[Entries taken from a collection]
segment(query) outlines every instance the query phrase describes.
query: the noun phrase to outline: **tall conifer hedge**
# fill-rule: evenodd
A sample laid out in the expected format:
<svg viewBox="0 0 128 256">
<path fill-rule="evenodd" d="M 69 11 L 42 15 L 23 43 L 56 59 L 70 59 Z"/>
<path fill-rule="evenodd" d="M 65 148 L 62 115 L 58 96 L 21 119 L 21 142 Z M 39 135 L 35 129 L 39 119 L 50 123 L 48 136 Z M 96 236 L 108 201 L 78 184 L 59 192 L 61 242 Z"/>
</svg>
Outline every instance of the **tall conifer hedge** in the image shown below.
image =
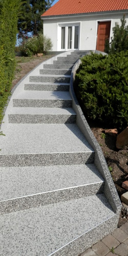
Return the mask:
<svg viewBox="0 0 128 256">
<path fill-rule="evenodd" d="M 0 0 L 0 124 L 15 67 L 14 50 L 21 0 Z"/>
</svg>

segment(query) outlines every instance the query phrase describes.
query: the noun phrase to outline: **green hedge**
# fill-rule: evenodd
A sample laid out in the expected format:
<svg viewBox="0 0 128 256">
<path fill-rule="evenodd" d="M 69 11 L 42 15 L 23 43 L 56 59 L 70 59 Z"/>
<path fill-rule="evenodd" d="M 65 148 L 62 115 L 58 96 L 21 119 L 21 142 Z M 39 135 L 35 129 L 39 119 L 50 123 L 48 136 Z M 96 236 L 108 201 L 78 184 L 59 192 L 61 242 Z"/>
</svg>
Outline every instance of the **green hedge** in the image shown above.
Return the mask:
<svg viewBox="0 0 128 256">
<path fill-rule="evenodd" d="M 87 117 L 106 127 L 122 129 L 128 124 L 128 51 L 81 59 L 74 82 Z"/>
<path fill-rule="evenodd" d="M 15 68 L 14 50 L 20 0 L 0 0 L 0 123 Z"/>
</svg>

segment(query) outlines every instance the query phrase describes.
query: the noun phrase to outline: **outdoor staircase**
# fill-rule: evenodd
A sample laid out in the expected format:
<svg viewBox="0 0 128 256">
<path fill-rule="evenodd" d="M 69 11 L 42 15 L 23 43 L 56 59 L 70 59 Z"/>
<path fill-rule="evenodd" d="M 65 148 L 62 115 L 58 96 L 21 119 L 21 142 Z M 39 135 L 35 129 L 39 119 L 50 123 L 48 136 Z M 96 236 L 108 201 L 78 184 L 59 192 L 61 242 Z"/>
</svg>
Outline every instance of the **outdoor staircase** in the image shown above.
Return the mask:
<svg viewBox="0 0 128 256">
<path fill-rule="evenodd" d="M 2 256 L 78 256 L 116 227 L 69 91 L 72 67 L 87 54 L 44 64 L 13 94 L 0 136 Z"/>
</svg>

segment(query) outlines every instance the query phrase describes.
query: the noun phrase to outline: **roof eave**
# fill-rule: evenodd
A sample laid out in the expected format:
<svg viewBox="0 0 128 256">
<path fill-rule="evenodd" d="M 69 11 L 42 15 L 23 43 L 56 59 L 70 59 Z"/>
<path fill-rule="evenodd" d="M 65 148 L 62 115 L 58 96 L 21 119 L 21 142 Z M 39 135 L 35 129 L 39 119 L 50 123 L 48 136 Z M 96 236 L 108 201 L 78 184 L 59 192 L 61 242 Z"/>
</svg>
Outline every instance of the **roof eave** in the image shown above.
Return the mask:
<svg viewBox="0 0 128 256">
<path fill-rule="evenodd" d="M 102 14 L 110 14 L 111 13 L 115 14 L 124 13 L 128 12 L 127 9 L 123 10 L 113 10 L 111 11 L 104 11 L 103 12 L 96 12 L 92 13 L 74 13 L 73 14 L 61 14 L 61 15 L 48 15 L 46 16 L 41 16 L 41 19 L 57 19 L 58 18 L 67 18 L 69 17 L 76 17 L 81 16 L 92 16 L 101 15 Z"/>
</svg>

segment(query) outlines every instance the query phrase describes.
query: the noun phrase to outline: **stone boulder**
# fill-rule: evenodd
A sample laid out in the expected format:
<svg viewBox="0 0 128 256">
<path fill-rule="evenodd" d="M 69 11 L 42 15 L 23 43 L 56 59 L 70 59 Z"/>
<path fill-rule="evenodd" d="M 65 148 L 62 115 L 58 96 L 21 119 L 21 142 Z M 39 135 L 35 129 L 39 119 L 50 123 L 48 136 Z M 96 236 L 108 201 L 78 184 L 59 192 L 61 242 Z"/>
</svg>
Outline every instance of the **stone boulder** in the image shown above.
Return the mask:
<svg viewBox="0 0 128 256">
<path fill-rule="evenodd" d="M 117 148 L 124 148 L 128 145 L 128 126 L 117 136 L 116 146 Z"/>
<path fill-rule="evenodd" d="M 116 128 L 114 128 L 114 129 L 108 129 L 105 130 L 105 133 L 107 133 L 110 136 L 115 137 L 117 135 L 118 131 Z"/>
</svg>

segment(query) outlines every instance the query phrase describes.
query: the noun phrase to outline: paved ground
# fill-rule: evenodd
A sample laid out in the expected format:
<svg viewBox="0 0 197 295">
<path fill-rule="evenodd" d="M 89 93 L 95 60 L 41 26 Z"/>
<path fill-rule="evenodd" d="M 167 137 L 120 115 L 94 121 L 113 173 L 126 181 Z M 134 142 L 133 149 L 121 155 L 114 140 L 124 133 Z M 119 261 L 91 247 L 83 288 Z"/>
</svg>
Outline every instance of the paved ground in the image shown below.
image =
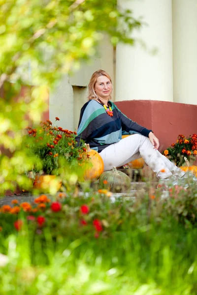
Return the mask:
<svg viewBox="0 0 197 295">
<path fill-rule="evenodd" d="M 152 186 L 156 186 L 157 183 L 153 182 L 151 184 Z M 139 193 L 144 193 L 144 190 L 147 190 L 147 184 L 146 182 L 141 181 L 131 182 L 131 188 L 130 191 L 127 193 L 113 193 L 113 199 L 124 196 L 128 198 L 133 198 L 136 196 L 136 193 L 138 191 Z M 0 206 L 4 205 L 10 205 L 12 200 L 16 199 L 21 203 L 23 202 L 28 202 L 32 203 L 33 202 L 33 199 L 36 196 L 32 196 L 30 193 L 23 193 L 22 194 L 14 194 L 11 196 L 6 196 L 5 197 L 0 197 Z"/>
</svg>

Task details:
Reproduce all of the material above word for word. Omit the pictures.

Result:
segment(query) outlines every instance the query phrase describes.
query: the noun phrase to outline: **tall conifer hedge**
# fill-rule: evenodd
A sample laid out in the expected format:
<svg viewBox="0 0 128 256">
<path fill-rule="evenodd" d="M 69 11 L 42 15 L 23 43 L 56 59 L 70 59 Z"/>
<path fill-rule="evenodd" d="M 65 148 L 62 115 L 58 96 L 21 119 L 21 142 Z M 39 135 L 35 129 L 39 119 L 50 123 L 48 136 Z M 96 236 L 108 201 L 78 184 L 59 192 L 61 242 Z"/>
</svg>
Outline every instance of the **tall conifer hedge** in the image shown below.
image =
Return the mask:
<svg viewBox="0 0 128 256">
<path fill-rule="evenodd" d="M 0 0 L 0 124 L 15 67 L 14 50 L 21 0 Z"/>
</svg>

segment(query) outlines every instance the query phrase describes.
query: the noun phrase to outline: **green hedge**
# fill-rule: evenodd
A sample laid out in the expected format:
<svg viewBox="0 0 128 256">
<path fill-rule="evenodd" d="M 69 11 L 42 15 L 23 43 L 56 59 L 70 59 Z"/>
<path fill-rule="evenodd" d="M 65 148 L 62 115 L 58 96 L 21 119 L 21 142 Z M 39 135 L 35 129 L 39 119 L 50 123 L 48 136 Z M 96 236 L 108 201 L 78 184 L 59 192 L 61 242 Z"/>
</svg>
Outline every instance of the **green hedge** in the image shown above.
Return the mask:
<svg viewBox="0 0 128 256">
<path fill-rule="evenodd" d="M 87 117 L 106 127 L 122 129 L 128 124 L 128 51 L 81 59 L 74 82 Z"/>
<path fill-rule="evenodd" d="M 15 68 L 14 50 L 20 0 L 0 0 L 0 123 Z"/>
</svg>

segment(query) outlines every instance the query phrase describes.
query: the noun phrase to outline: **outdoor staircase**
# fill-rule: evenodd
A sample laid out in the expected format:
<svg viewBox="0 0 128 256">
<path fill-rule="evenodd" d="M 69 11 L 42 15 L 23 43 L 56 59 L 70 59 Z"/>
<path fill-rule="evenodd" d="M 65 148 L 62 115 L 58 96 L 21 119 L 21 142 Z M 39 135 L 35 129 L 39 119 L 50 123 L 48 136 Z M 96 236 L 108 201 L 78 184 L 59 192 L 61 242 Z"/>
</svg>
Outline every instance of the **outdoor staircase** in the image shown above.
Return the mask:
<svg viewBox="0 0 128 256">
<path fill-rule="evenodd" d="M 2 256 L 78 256 L 116 227 L 69 91 L 72 67 L 87 54 L 44 64 L 13 94 L 0 136 Z"/>
</svg>

segment(query) outlines every instance the query phrase describes.
query: the noun phrase to outline: **roof eave**
# fill-rule: evenodd
A sample laid out in the expected format:
<svg viewBox="0 0 128 256">
<path fill-rule="evenodd" d="M 69 11 L 42 15 L 23 43 L 56 59 L 70 59 Z"/>
<path fill-rule="evenodd" d="M 65 148 L 62 115 L 58 96 L 21 119 L 21 142 Z M 39 135 L 35 129 L 39 119 L 50 123 L 48 136 Z M 96 236 L 108 201 L 78 184 L 59 192 L 61 242 Z"/>
</svg>
Outline every instance of the **roof eave** in the image shown above.
Return the mask:
<svg viewBox="0 0 128 256">
<path fill-rule="evenodd" d="M 102 14 L 110 14 L 111 13 L 115 14 L 124 13 L 128 12 L 127 9 L 123 10 L 113 10 L 111 11 L 104 11 L 103 12 L 96 12 L 92 13 L 74 13 L 73 14 L 61 14 L 61 15 L 48 15 L 46 16 L 41 16 L 41 19 L 57 19 L 58 18 L 67 18 L 69 17 L 76 17 L 81 16 L 92 16 L 101 15 Z"/>
</svg>

segment(query) outlines every instance the query phrase describes.
query: the noun phrase to outline: **stone boulder**
# fill-rule: evenodd
A sample laid out in the expected format:
<svg viewBox="0 0 128 256">
<path fill-rule="evenodd" d="M 69 11 L 42 15 L 23 43 L 56 59 L 70 59 Z"/>
<path fill-rule="evenodd" d="M 65 148 L 62 115 L 58 96 L 21 119 L 21 142 Z M 39 135 L 35 129 L 39 119 L 50 123 L 48 136 Z M 96 236 L 108 201 L 78 184 L 59 192 L 61 242 Z"/>
</svg>
Outline every instance of the **stone boulder** in the image shown above.
Return the mask:
<svg viewBox="0 0 128 256">
<path fill-rule="evenodd" d="M 117 148 L 124 148 L 128 145 L 128 126 L 117 136 L 116 146 Z"/>
<path fill-rule="evenodd" d="M 116 128 L 114 128 L 114 129 L 108 129 L 105 130 L 105 133 L 107 133 L 110 136 L 115 137 L 117 135 L 118 131 Z"/>
</svg>

segment(query) outlines every instance the query phrase describes.
query: the noun phrase to outline: paved ground
# fill-rule: evenodd
A sample laid out in the expected format:
<svg viewBox="0 0 197 295">
<path fill-rule="evenodd" d="M 89 93 L 95 60 L 41 26 Z"/>
<path fill-rule="evenodd" d="M 167 137 L 120 115 L 94 121 L 113 173 L 126 181 Z M 134 142 L 133 149 L 121 155 L 114 140 L 124 133 Z M 119 261 L 91 247 L 83 288 Z"/>
</svg>
Outline every instance of the paved ground in the image shown below.
image =
Return the mask:
<svg viewBox="0 0 197 295">
<path fill-rule="evenodd" d="M 152 186 L 156 186 L 157 183 L 153 182 L 151 184 Z M 139 193 L 144 193 L 144 190 L 147 190 L 147 184 L 146 182 L 141 181 L 131 182 L 131 188 L 130 191 L 127 193 L 113 193 L 113 199 L 124 196 L 128 198 L 133 198 L 136 196 L 136 193 L 138 191 Z M 0 206 L 4 205 L 10 205 L 12 200 L 16 199 L 21 203 L 23 202 L 28 202 L 32 203 L 33 202 L 33 199 L 36 196 L 32 196 L 30 193 L 23 193 L 22 194 L 14 194 L 11 196 L 6 196 L 5 197 L 0 197 Z"/>
</svg>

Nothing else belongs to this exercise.